## AUFGABENSTELLUNG
Entnimm den folgenden Einträgen sämtliche Zeilen und gib sie unverändert wieder. Die Bilder lässt du dabei weg.

## Räumliche Annotationseinträge
•••••

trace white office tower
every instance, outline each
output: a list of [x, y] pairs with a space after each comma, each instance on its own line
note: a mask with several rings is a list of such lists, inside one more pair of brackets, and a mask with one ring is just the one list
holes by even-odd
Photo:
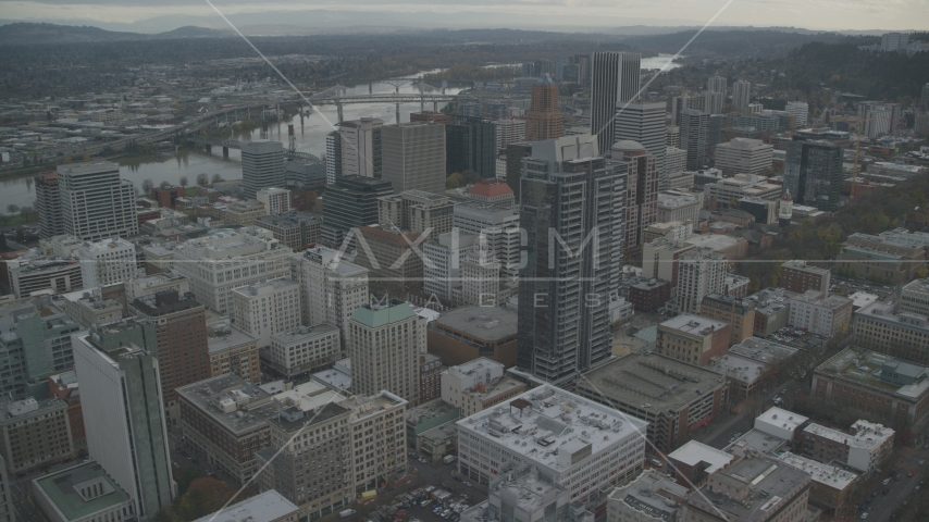
[[615, 134], [614, 117], [618, 109], [635, 101], [641, 70], [639, 52], [605, 51], [591, 55], [591, 134], [597, 137], [597, 150], [609, 150], [620, 139]]
[[258, 190], [284, 186], [284, 144], [256, 139], [241, 144], [241, 192], [253, 198]]
[[806, 119], [809, 116], [809, 105], [805, 101], [789, 101], [784, 111], [796, 116], [796, 128], [806, 126]]
[[[616, 114], [616, 136], [614, 144], [621, 140], [637, 141], [655, 157], [658, 169], [658, 188], [665, 189], [668, 176], [665, 171], [665, 154], [667, 124], [665, 122], [665, 103], [630, 103], [622, 112]], [[609, 150], [614, 144], [609, 144]]]
[[726, 97], [726, 78], [723, 76], [710, 76], [706, 82], [706, 90], [710, 92], [721, 92]]
[[695, 109], [681, 111], [681, 149], [688, 151], [688, 171], [698, 171], [706, 163], [709, 140], [709, 114]]
[[126, 492], [140, 521], [174, 498], [158, 359], [148, 321], [126, 320], [72, 337], [90, 458]]
[[362, 117], [339, 124], [343, 176], [381, 177], [381, 126], [383, 124], [383, 121], [373, 117]]
[[726, 256], [708, 248], [681, 254], [678, 263], [677, 311], [699, 313], [703, 298], [726, 289]]
[[716, 146], [716, 167], [726, 177], [760, 174], [771, 169], [775, 147], [760, 139], [733, 138]]
[[300, 325], [300, 285], [296, 281], [256, 283], [234, 289], [230, 297], [233, 323], [258, 339], [258, 348], [271, 346], [272, 335]]
[[464, 304], [495, 307], [499, 302], [500, 262], [487, 247], [487, 238], [479, 236], [467, 249], [461, 261], [461, 296]]
[[174, 247], [174, 270], [190, 279], [197, 301], [226, 313], [234, 288], [288, 276], [293, 253], [271, 231], [219, 228]]
[[432, 122], [384, 125], [381, 150], [381, 178], [391, 182], [394, 194], [407, 190], [445, 194], [445, 125]]
[[387, 390], [418, 402], [425, 323], [425, 318], [399, 299], [371, 302], [356, 310], [348, 326], [351, 391], [375, 395]]
[[752, 98], [752, 82], [740, 79], [732, 83], [732, 112], [742, 112]]
[[461, 259], [478, 236], [453, 229], [438, 235], [438, 240], [422, 246], [422, 290], [426, 296], [450, 302], [461, 287]]
[[304, 322], [331, 324], [346, 339], [348, 320], [368, 302], [368, 269], [339, 259], [338, 252], [315, 247], [300, 256]]
[[462, 476], [487, 484], [533, 467], [586, 506], [604, 504], [645, 461], [645, 421], [549, 384], [457, 424]]
[[141, 275], [136, 246], [119, 237], [82, 243], [77, 247], [77, 259], [80, 260], [84, 288], [128, 283]]
[[726, 104], [724, 94], [708, 90], [703, 94], [703, 108], [705, 112], [710, 114], [722, 114], [722, 108]]
[[335, 178], [342, 175], [342, 136], [338, 130], [325, 137], [325, 183], [335, 185]]
[[[668, 179], [679, 176], [688, 166], [688, 151], [677, 147], [668, 147], [665, 152], [665, 171]], [[668, 187], [670, 188], [670, 187]]]
[[64, 233], [95, 241], [138, 234], [136, 190], [109, 161], [58, 165]]
[[290, 190], [286, 188], [262, 188], [255, 195], [255, 199], [264, 206], [268, 215], [281, 215], [290, 211]]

•••••

## ERGEBNIS
trace white office tower
every instance, outline each
output: a list of [x, y] pairs with a space after each comma, each instance on its own line
note: a mask with several rings is a list of such lists, inside one more pair of brackets, and a mask with one ring is just the one list
holes by even-odd
Photo:
[[615, 134], [614, 117], [618, 109], [635, 101], [641, 70], [639, 52], [605, 51], [591, 55], [591, 134], [597, 137], [597, 150], [609, 150], [620, 139]]
[[258, 190], [284, 186], [284, 144], [256, 139], [241, 144], [241, 192], [253, 198]]
[[806, 119], [809, 116], [809, 105], [805, 101], [789, 101], [784, 111], [796, 116], [796, 128], [806, 126]]
[[[616, 114], [616, 136], [614, 144], [621, 140], [637, 141], [655, 157], [658, 169], [658, 188], [665, 189], [668, 176], [665, 171], [665, 154], [667, 124], [665, 122], [665, 103], [630, 103], [622, 112]], [[609, 150], [614, 144], [609, 144]]]
[[726, 97], [726, 78], [723, 76], [710, 76], [706, 82], [706, 90], [710, 92], [721, 92]]
[[695, 109], [681, 111], [681, 149], [688, 151], [688, 171], [698, 171], [706, 163], [709, 140], [709, 114]]
[[126, 492], [140, 521], [174, 498], [158, 359], [148, 321], [126, 320], [72, 337], [90, 458]]
[[362, 117], [339, 124], [343, 176], [381, 177], [381, 126], [383, 124], [383, 121], [373, 117]]
[[726, 256], [708, 248], [681, 254], [678, 263], [677, 311], [699, 313], [703, 298], [726, 289]]
[[716, 146], [716, 167], [726, 177], [760, 174], [771, 169], [775, 147], [760, 139], [733, 138]]
[[300, 325], [300, 285], [296, 281], [256, 283], [234, 289], [230, 297], [233, 323], [258, 339], [258, 348], [271, 346], [272, 335]]
[[464, 304], [495, 307], [499, 302], [500, 262], [487, 247], [487, 238], [479, 236], [467, 249], [461, 261], [461, 296]]
[[174, 247], [174, 270], [190, 279], [197, 301], [226, 313], [234, 288], [288, 276], [293, 253], [271, 231], [219, 228]]
[[432, 122], [384, 125], [381, 150], [381, 178], [391, 182], [394, 194], [407, 190], [445, 194], [445, 125]]
[[387, 390], [418, 402], [425, 323], [425, 318], [399, 299], [371, 302], [356, 310], [348, 326], [351, 391], [375, 395]]
[[752, 98], [752, 82], [740, 79], [732, 83], [732, 112], [742, 112]]
[[461, 259], [478, 236], [453, 229], [438, 235], [438, 240], [422, 246], [422, 290], [426, 296], [450, 302], [461, 287]]
[[304, 322], [331, 324], [346, 339], [348, 320], [368, 302], [368, 269], [339, 259], [338, 252], [315, 247], [300, 256]]
[[462, 476], [487, 484], [533, 467], [586, 506], [604, 504], [645, 461], [645, 421], [549, 384], [457, 424]]
[[141, 275], [136, 246], [119, 237], [82, 243], [77, 247], [77, 259], [80, 260], [84, 288], [128, 283]]
[[726, 104], [724, 94], [708, 90], [703, 94], [703, 108], [705, 112], [710, 114], [722, 114], [722, 108]]
[[335, 178], [342, 175], [342, 136], [338, 130], [325, 137], [325, 183], [335, 185]]
[[[668, 179], [679, 176], [688, 166], [688, 151], [677, 147], [668, 147], [665, 152], [665, 171]], [[668, 187], [670, 188], [670, 187]]]
[[64, 233], [95, 241], [138, 234], [136, 190], [109, 161], [58, 165]]
[[290, 190], [286, 188], [262, 188], [255, 195], [255, 199], [264, 206], [268, 215], [281, 215], [290, 211]]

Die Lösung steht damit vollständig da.